RECORDS FOR THE TASK:
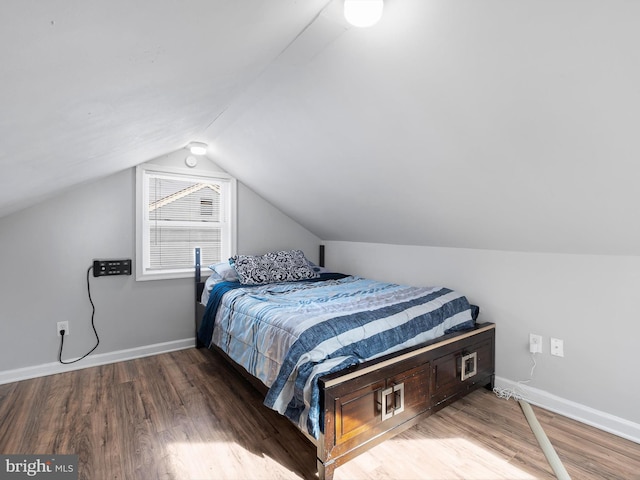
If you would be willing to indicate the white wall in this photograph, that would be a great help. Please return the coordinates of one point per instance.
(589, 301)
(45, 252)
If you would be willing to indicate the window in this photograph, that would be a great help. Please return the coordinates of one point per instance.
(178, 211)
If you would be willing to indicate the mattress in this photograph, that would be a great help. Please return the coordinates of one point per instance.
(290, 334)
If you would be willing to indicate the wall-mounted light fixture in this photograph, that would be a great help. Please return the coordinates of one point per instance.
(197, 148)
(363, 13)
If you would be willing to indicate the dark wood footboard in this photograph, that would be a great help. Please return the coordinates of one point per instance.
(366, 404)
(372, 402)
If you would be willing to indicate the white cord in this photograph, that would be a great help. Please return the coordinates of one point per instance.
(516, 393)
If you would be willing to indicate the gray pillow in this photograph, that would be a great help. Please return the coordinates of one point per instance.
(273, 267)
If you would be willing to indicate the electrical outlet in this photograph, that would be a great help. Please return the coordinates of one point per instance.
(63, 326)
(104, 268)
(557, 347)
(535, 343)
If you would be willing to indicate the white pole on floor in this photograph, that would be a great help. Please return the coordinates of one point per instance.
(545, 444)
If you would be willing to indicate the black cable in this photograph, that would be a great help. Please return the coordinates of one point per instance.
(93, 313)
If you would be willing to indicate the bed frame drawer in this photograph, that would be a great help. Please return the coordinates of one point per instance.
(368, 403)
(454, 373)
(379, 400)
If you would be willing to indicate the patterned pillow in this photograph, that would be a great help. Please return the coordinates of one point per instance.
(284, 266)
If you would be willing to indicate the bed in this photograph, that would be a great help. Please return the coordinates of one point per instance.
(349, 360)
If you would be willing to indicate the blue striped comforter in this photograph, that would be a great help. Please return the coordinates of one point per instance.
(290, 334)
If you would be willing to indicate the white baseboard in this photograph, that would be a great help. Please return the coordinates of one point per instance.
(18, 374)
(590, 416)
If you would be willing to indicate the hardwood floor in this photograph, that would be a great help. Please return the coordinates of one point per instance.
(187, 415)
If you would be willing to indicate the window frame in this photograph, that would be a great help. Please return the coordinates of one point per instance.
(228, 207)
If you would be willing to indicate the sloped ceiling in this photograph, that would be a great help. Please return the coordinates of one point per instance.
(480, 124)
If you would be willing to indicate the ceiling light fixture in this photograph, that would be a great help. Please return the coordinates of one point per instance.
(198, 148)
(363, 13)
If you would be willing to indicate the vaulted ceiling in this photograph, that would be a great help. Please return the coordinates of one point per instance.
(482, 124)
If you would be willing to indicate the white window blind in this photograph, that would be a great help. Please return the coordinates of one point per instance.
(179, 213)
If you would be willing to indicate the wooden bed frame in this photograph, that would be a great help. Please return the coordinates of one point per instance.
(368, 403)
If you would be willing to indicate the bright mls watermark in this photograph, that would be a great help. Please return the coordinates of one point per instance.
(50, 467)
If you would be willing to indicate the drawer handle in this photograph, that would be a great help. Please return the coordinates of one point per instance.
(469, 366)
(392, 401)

==

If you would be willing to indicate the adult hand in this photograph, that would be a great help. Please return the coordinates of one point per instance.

TASK STATEMENT: Which lines of the material contain the word "drawer"? Copy each of them in full.

TASK SOLUTION:
If you would be willing to indicate the bed frame drawer in this photograph, that would be a great help. Please return the coordinates of one point per instance.
If you would be willing to indicate the drawer handle in this photograph, that would be a great help. Please return the coordinates of one point per instance.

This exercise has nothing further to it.